* [Work to be completed] Every single entry needs to appear again exactly as given.

* [Recorded data]
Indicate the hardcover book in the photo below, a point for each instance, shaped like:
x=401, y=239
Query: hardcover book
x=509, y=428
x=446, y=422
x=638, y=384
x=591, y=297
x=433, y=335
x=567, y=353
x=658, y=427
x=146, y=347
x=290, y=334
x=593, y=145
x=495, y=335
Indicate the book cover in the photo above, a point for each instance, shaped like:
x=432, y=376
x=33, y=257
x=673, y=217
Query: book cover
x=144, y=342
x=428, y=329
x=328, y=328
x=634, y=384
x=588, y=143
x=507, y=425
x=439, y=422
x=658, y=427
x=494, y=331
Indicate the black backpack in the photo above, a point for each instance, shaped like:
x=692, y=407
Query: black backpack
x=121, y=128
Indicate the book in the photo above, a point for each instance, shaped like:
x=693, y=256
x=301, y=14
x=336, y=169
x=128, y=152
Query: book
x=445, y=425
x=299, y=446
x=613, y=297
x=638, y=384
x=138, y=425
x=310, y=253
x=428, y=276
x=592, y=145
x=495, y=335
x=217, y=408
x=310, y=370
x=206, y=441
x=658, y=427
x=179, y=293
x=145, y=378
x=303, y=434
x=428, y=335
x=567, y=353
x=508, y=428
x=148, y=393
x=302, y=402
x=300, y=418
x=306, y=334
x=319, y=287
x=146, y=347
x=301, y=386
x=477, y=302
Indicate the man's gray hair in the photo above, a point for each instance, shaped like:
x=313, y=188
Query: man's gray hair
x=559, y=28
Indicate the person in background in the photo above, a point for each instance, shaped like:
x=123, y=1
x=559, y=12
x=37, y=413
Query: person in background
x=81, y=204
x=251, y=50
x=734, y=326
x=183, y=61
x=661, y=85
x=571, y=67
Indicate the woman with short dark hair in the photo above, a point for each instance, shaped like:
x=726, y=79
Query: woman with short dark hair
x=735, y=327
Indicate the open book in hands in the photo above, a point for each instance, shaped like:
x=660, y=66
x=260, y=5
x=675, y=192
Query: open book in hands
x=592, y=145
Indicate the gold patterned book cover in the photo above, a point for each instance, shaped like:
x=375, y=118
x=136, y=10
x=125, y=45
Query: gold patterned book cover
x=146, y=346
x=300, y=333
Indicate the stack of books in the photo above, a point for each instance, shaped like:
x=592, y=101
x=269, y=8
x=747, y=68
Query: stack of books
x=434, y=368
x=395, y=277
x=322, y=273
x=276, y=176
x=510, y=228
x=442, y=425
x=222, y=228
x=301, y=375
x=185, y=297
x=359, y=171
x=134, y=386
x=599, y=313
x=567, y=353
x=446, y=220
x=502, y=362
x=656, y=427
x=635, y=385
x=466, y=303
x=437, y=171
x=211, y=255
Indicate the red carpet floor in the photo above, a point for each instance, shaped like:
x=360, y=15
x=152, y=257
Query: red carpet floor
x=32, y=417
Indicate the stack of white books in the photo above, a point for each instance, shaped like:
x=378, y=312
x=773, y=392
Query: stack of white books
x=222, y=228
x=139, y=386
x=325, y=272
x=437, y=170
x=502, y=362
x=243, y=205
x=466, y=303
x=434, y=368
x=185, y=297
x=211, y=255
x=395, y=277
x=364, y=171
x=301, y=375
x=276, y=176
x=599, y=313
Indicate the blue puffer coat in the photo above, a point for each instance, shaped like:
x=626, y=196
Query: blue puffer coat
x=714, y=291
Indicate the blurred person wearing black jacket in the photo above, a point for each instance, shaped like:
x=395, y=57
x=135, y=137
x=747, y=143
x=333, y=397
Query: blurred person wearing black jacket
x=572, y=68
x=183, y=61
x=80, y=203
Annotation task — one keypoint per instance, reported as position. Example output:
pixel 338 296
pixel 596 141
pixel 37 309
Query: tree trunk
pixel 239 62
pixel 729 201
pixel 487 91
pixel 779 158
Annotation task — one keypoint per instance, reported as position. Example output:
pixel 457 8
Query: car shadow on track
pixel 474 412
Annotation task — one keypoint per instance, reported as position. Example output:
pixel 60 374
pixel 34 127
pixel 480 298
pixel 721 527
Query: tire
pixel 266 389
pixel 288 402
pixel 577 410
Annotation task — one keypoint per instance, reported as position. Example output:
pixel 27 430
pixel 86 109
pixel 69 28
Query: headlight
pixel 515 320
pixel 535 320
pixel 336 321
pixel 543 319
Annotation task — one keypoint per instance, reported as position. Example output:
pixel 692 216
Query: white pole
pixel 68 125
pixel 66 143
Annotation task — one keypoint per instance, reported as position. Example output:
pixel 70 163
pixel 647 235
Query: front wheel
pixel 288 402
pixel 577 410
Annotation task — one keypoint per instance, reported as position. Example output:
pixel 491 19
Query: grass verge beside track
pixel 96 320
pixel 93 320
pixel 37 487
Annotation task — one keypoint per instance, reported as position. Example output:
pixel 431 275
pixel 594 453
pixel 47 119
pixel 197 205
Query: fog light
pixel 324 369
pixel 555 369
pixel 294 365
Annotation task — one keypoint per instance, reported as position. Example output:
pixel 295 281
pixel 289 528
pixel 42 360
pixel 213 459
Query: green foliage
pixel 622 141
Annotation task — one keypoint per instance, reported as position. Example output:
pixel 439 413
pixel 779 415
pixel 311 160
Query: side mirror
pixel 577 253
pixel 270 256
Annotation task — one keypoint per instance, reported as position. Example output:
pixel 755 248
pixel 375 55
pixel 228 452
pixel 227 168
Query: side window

* [Answer for the task]
Indicate the hardcover book in the photo below, a point for each instance, shaped like:
x=401, y=239
Query: hardcover book
x=509, y=428
x=446, y=422
x=638, y=384
x=591, y=297
x=433, y=335
x=567, y=353
x=658, y=427
x=146, y=347
x=290, y=334
x=593, y=145
x=495, y=335
Indicate the book cover in the photo above, a point for each instance, shaped like:
x=432, y=376
x=33, y=257
x=673, y=217
Query: book cover
x=144, y=342
x=428, y=329
x=328, y=328
x=634, y=384
x=588, y=143
x=507, y=425
x=439, y=422
x=658, y=427
x=494, y=331
Indicate the black backpack in the photo above, a point for each instance, shaped like:
x=692, y=407
Query: black backpack
x=121, y=128
Indicate the book in the photo above, a point for each instance, shaped like:
x=693, y=256
x=301, y=14
x=336, y=169
x=128, y=152
Query: book
x=445, y=425
x=299, y=446
x=613, y=297
x=638, y=384
x=138, y=425
x=310, y=253
x=428, y=276
x=592, y=145
x=495, y=335
x=217, y=408
x=310, y=370
x=206, y=441
x=658, y=427
x=179, y=293
x=145, y=378
x=303, y=434
x=428, y=335
x=567, y=353
x=508, y=428
x=148, y=393
x=302, y=402
x=300, y=418
x=306, y=334
x=319, y=287
x=146, y=347
x=301, y=386
x=477, y=302
Indicate the man's gray hair in the photo above, a point for each instance, shaped like:
x=313, y=188
Query: man's gray hair
x=559, y=28
Indicate the person in background in the photo above, a point for each instance, shaped like:
x=123, y=1
x=559, y=12
x=37, y=413
Query: person in background
x=81, y=204
x=251, y=50
x=734, y=326
x=183, y=61
x=661, y=85
x=571, y=67
Indicate the woman with short dark hair in the photo above, a point for each instance, shaped like:
x=726, y=79
Query: woman with short dark hair
x=735, y=327
Indicate the open book in hands in the photo above, a point for each instance, shaped like:
x=660, y=66
x=260, y=5
x=675, y=192
Query: open book in hands
x=592, y=145
Indicate the gold patterned book cover in the photo above, a point for each instance, shaped like:
x=375, y=118
x=136, y=10
x=125, y=45
Query: gold patterned book cover
x=146, y=346
x=300, y=333
Indicate the stack of books in the photo above, a point for each instance, shaped like:
x=592, y=101
x=269, y=8
x=747, y=68
Query: stack of books
x=434, y=368
x=395, y=277
x=322, y=273
x=276, y=176
x=510, y=228
x=442, y=425
x=222, y=228
x=301, y=375
x=185, y=297
x=359, y=171
x=134, y=386
x=599, y=313
x=567, y=353
x=446, y=220
x=502, y=362
x=656, y=427
x=635, y=385
x=466, y=303
x=437, y=171
x=211, y=255
Indicate the red carpet floor in the photo above, a point for each instance, shaped like:
x=360, y=15
x=152, y=257
Query: red carpet floor
x=32, y=417
Indicate the stack of white books in the photo above, a point for each instance, shaped like:
x=378, y=312
x=773, y=392
Query: stack of white books
x=222, y=228
x=139, y=386
x=325, y=272
x=437, y=170
x=502, y=362
x=243, y=205
x=466, y=303
x=434, y=368
x=185, y=297
x=211, y=255
x=395, y=277
x=364, y=171
x=301, y=375
x=276, y=176
x=599, y=313
Indicate the blue puffer coat in the photo above, a point for each instance, shaped like:
x=626, y=196
Query: blue puffer coat
x=714, y=291
Indicate the blurred person wearing black jacket in the photo above, a point for each instance, shaped like:
x=395, y=57
x=135, y=137
x=747, y=143
x=333, y=397
Query: blurred person wearing black jacket
x=572, y=68
x=183, y=61
x=80, y=203
Annotation task — one keypoint per instance, reported as position. Example output:
pixel 338 296
pixel 596 141
pixel 37 309
Query: tree trunk
pixel 239 62
pixel 729 201
pixel 487 91
pixel 779 158
Annotation task — one keypoint per instance, reported as position. Example output:
pixel 457 8
Query: car shadow on track
pixel 474 412
Annotation task — one keypoint per instance, reported as position. Example output:
pixel 60 374
pixel 34 127
pixel 480 298
pixel 721 527
Query: tire
pixel 266 389
pixel 288 402
pixel 577 410
Annotation task — one keypoint per instance, reported as position. Example output:
pixel 27 430
pixel 86 109
pixel 69 28
Query: headlight
pixel 515 320
pixel 535 320
pixel 336 321
pixel 543 319
Annotation task — one keypoint per instance, reported as position. Example output:
pixel 692 216
Query: white pole
pixel 68 125
pixel 66 143
Annotation task — one keypoint per instance, reported as position. Example output:
pixel 70 163
pixel 647 235
Query: front wheel
pixel 288 402
pixel 577 410
Annotation task — one keypoint per instance, reported as position. Example output:
pixel 491 19
Query: grass verge beside track
pixel 96 320
pixel 93 320
pixel 37 487
Annotation task — one keypoint per instance, reported as position. Example output:
pixel 431 275
pixel 594 453
pixel 47 119
pixel 197 205
Query: fog light
pixel 324 369
pixel 555 369
pixel 294 365
Annotation task — one keypoint per instance, reported as position. Example output:
pixel 295 281
pixel 289 528
pixel 42 360
pixel 213 459
Query: green foliage
pixel 622 141
Annotation task — one keypoint per instance, reported as position. Example output:
pixel 439 413
pixel 779 415
pixel 311 160
Query: side mirror
pixel 577 253
pixel 270 256
Annotation task — one keypoint per instance, reported as position. Example output:
pixel 755 248
pixel 375 55
pixel 228 452
pixel 227 168
Query: side window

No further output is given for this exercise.